> [TASK INSTRUCTIONS]:
(1) List every institution whose head signed the joint statement described in the climate finance excerpt.
(2) Transcribe the climate finance excerpt word for word, starting with "In a joint statement, the" and going on through "to climate change.".

> [DOCUMENT EXCERPT]:
.....

In a joint statement, the heads of African Development Bank (AfDB), Asian Development Bank (ADB), European Bank for Reconstruction and Development (EBRD), European Investment Bank (EIB), Inter-American Development Bank (IDB), and the World Bank Group (WBG) pledged to further mobilize public and private finance to help countries reduce greenhouse gas emissions and adapt to climate change.
The leaders reiterated their commitment to “considering climate change across our strategies, programs, and operations to deliver more sustainable results, with a particular focus on the poor and most vulnerable.”
It noted that the six institutions had already delivered US $100 billion for climate action in developing and emerging countries in the four years since starting to track climate finance in 2011.
The statement followed on commitments in recent weeks by the MDBs to increased financing for climate change mitigation and adaptation over the next few years.
The MDBs “pledge to increase our climate finance and to support the outcomes of the Paris conference through 2020,” the statement read. “Each of our organizations has set goals for increasing its climate finance and for leveraging finance from other sources… These pledges support the US $100 billion a year commitment by 2020 for climate action in developing countries.”
According to Akinwumi Adesina, President of the African Development Bank Group, “Africa has already been short-changed by climate change. “Now, we must ensure that Africa is not short-changed in terms of climate finance. The African Development Bank stands fully ready to support greater climate financing for Africa,” he added.
Adesina stated that since Africa was seeing double-digit growth, the AfDB will invest a further US $50 billion in energy development, agricultural and youth empowerment in Africa in the next 10 years.

.....

> [EXTRACTED MATERIAL]:
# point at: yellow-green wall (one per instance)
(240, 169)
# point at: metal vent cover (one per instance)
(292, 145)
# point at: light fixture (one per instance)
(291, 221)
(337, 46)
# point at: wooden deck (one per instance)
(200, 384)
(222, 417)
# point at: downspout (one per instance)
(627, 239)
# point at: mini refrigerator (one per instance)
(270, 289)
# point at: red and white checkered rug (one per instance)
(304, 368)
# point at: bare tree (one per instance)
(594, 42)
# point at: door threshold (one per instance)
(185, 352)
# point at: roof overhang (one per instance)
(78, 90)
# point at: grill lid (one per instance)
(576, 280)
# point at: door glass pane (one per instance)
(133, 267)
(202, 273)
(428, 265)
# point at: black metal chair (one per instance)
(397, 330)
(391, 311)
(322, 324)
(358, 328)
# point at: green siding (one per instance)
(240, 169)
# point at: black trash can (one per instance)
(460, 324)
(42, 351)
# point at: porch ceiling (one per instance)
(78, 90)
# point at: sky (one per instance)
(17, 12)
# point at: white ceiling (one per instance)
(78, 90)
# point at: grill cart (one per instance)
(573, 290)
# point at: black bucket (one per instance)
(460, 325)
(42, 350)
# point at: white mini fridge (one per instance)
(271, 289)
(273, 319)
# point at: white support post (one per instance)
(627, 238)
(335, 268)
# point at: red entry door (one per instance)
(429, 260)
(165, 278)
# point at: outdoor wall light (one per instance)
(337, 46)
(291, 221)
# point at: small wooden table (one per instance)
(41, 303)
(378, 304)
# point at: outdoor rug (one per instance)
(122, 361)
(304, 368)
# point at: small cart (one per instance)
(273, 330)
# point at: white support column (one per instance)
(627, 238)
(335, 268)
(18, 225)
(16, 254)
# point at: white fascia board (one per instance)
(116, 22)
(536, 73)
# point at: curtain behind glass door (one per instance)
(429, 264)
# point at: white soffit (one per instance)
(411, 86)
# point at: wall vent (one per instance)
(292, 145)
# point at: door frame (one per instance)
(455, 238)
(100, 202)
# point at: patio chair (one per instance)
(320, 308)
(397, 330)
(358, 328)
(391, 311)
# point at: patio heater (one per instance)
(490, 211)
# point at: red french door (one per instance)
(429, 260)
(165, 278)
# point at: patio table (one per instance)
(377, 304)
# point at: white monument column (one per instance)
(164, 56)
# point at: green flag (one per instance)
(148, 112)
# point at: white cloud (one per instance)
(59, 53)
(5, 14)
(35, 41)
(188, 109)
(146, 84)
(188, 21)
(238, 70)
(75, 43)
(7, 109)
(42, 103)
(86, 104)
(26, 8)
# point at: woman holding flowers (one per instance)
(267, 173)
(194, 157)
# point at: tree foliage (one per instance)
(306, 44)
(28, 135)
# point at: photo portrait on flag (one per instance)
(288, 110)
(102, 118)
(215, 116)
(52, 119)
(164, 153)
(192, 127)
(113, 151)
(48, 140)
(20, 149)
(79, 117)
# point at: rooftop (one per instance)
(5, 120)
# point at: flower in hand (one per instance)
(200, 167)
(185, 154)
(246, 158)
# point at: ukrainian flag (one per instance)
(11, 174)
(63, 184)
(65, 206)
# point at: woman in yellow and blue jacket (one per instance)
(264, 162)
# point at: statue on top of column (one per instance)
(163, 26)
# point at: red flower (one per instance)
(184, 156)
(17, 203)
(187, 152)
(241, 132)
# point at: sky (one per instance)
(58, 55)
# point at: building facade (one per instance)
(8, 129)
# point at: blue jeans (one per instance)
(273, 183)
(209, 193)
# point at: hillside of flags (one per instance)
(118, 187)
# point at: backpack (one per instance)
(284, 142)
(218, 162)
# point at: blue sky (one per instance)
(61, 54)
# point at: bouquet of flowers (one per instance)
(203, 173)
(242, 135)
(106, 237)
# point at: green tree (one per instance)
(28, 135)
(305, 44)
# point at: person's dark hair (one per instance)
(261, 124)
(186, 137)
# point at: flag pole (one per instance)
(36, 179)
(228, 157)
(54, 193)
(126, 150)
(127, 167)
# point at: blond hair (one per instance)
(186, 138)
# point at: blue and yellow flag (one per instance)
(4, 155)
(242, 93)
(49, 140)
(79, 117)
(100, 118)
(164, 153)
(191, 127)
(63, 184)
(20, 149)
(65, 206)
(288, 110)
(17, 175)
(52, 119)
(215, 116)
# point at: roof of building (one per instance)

.....

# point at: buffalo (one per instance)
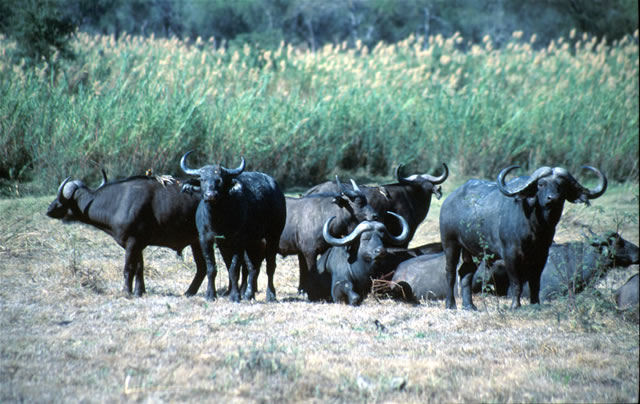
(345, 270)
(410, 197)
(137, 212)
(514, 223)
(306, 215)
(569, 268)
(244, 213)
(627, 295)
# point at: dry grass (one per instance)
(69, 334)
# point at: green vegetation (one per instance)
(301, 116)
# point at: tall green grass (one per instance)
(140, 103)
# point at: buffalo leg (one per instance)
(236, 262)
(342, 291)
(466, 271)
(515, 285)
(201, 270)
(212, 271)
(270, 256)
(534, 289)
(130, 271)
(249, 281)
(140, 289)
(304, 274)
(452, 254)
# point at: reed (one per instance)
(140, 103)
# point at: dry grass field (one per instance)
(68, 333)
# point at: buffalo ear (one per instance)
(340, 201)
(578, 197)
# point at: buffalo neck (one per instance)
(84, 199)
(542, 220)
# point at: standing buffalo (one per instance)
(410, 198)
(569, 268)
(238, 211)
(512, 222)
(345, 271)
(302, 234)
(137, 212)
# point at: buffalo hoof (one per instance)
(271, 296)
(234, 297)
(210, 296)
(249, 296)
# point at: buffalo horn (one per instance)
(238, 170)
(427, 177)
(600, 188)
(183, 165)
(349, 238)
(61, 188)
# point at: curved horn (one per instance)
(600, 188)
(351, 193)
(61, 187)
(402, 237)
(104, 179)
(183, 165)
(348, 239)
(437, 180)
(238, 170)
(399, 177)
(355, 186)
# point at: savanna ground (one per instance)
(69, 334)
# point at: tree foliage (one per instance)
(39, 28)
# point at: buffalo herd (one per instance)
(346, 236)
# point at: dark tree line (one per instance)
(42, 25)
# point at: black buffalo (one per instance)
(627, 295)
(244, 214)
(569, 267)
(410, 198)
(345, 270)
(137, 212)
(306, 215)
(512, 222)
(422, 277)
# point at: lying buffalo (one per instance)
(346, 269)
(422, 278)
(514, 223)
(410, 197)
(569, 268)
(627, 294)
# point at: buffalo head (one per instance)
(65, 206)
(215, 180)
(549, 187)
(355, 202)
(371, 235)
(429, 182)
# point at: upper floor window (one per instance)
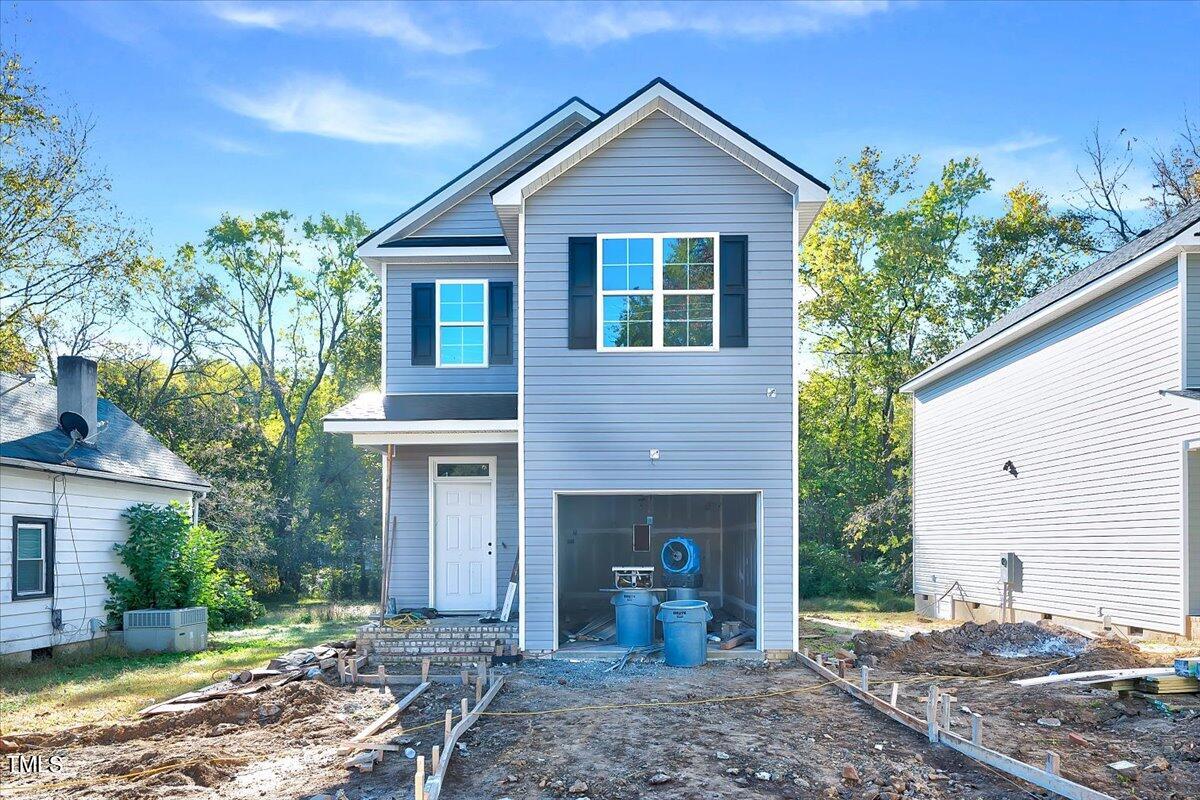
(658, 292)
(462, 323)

.....

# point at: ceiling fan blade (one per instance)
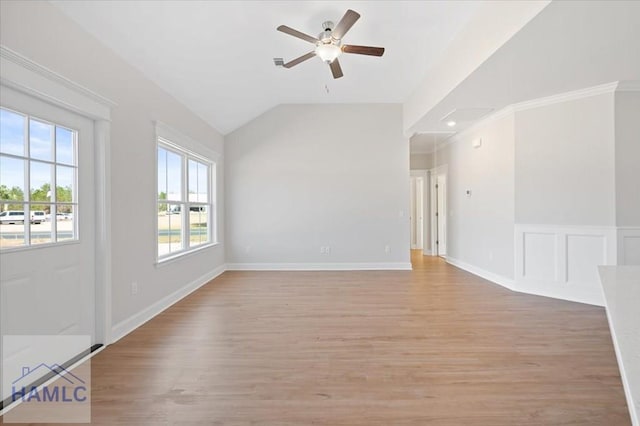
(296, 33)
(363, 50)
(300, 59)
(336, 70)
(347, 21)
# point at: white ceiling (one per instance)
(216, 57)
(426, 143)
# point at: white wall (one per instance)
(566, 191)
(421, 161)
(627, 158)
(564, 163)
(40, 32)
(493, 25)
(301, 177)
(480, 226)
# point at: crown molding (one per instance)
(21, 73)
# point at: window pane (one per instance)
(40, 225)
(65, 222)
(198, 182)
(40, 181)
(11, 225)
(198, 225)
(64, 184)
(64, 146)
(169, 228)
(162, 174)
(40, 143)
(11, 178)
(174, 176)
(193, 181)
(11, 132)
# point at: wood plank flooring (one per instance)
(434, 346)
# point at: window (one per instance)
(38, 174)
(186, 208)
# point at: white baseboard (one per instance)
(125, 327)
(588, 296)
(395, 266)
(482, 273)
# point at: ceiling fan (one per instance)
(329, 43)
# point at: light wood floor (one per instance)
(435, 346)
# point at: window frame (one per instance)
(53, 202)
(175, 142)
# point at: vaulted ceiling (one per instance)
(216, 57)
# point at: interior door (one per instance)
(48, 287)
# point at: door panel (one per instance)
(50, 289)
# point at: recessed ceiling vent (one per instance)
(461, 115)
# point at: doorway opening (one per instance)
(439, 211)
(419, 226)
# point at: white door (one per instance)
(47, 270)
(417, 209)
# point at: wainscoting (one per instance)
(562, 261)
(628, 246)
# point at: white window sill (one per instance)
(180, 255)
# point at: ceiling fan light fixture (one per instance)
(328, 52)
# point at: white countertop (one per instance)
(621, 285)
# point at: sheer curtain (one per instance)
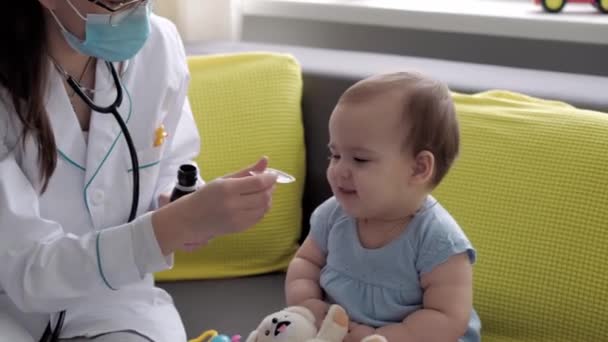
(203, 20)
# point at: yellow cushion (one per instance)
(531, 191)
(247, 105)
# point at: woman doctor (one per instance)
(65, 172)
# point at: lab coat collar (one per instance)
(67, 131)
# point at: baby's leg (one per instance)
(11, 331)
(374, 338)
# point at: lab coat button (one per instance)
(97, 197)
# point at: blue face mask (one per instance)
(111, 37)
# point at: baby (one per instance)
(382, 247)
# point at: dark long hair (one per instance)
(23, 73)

.....

> [ANSWERS TO EACH TASK]:
(1)
African Development Bank (AfDB)
Asian Development Bank (ADB)
European Bank for Reconstruction and Development (EBRD)
European Investment Bank (EIB)
Inter-American Development Bank (IDB)
World Bank Group (WBG)

(2)
In a joint statement, the heads of African Development Bank (AfDB), Asian Development Bank (ADB), European Bank for Reconstruction and Development (EBRD), European Investment Bank (EIB), Inter-American Development Bank (IDB), and the World Bank Group (WBG) pledged to further mobilize public and private finance to help countries reduce greenhouse gas emissions and adapt to climate change.